### Texte présenté
Par Claude Monnier : Le cinéma hante-t-il le monde ?
Quand je marche dans un couloir vide et fortement éclairé, l’hôtel Overlook de Shining se superpose subrepticement à ma vision – je crains alors quelque apparition figée dans la ligne de fuite, là-bas, tout au fond. Quand j’entre dans un ascenseur moderne, je me sens pris au Piège de cristal. Si l’ascenseur est ancien, je subis aussitôt l’empoignade étouffante des Diamants sont éternels. Et quand les portes de l’ascenseur s’entrouvrent, c’est la tueuse en cuir noir de Pulsions qui m’assaille le temps d’une seconde. Quand, dans une vitrine, j’aperçois en passant une femme en pleine manucure, la main atrocement mutilée de Répulsion ressurgit et m’obsède. Et si par hasard je touche du formica, le nain inquiétant de Twin Peaks m’apparaît et me sourit bizarrement…
Quand j’ai l’occasion, moins souvent, de me baigner dans la mer, j’éprouve, comme des millions de gens sur la planète depuis 1975, une vague peur, revoyant instantanément ces images des Dents de la mer au ras de la surface, l’eau salée léchant l’objectif et l’immergeant par intermittences, coupant l’image en deux, avec ce que cela implique de déchirement en dessous, dans le noir. La ligne d’horizon maritime, dès lors, de belle devient horrible.

Étrangement, et contrairement cette fois à des millions de gens depuis l’avènement de Psychose en 1960, prendre une douche derrière un rideau ne me fait pas peur, et je n’imagine pas de silhouette noire brandissant un énorme couteau de cuisine, mais il faut dire que je ferme toujours la porte à clé. On ne sait jamais.
Plus étrangement encore, à chaque fois que je dois nettoyer le fond entartré de ma baignoire, je pense systématiquement au pauvre garçon persécuté par Amon Goeth dans La Liste de Schindler, incapable d’enlever les dépôts et bientôt tué pour cela. Scène partant de l’émail le plus banal et allant au-delà de tous les films d’horreur. Scène traumatisante car plongeant au cœur de la banalité du mal théorisée par Hannah Arendt…

Je suis sûr que je ne suis pas le seul à avoir ces « flashs » plus ou moins négatifs. Non seulement des millions de cinéphiles doivent en ressentir de semblables mais également des millions de spectateurs lambdas. On l’a vu, les psychoses provoquées par Psychose sont répandues, encore plus celles provoquées par Les Dents de la mer.

### Entrées de données
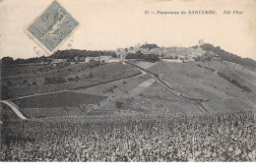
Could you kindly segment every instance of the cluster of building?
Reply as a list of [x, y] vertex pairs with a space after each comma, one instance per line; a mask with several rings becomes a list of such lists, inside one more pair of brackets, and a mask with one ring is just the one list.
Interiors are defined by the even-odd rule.
[[[147, 42], [145, 44], [148, 44]], [[204, 45], [204, 39], [198, 41], [198, 47], [156, 47], [156, 48], [143, 48], [140, 44], [131, 46], [129, 48], [117, 48], [116, 58], [108, 55], [102, 55], [98, 57], [79, 57], [75, 58], [76, 62], [94, 62], [97, 61], [100, 63], [116, 63], [125, 60], [128, 53], [136, 53], [140, 51], [143, 54], [156, 54], [160, 56], [160, 61], [165, 62], [191, 62], [195, 61], [196, 58], [205, 54], [205, 51], [201, 48]], [[58, 64], [61, 62], [66, 62], [67, 59], [55, 59], [52, 61], [53, 64]]]
[[196, 58], [205, 54], [205, 51], [201, 48], [204, 45], [204, 39], [198, 41], [197, 48], [186, 48], [186, 47], [156, 47], [156, 48], [142, 48], [140, 44], [129, 48], [118, 48], [116, 50], [116, 55], [125, 59], [128, 53], [136, 53], [140, 51], [143, 54], [156, 54], [159, 55], [161, 61], [166, 62], [190, 62], [194, 61]]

### Tâche à réaliser
Extrayez du texte sur le cinéma le passage qui commence aux mots « Je suis sûr » et s'arrête après « Dents de la mer. ».

### Résultat attendu
Je suis sûr que je ne suis pas le seul à avoir ces « flashs » plus ou moins négatifs. Non seulement des millions de cinéphiles doivent en ressentir de semblables mais également des millions de spectateurs lambdas. On l’a vu, les psychoses provoquées par Psychose sont répandues, encore plus celles provoquées par Les Dents de la mer.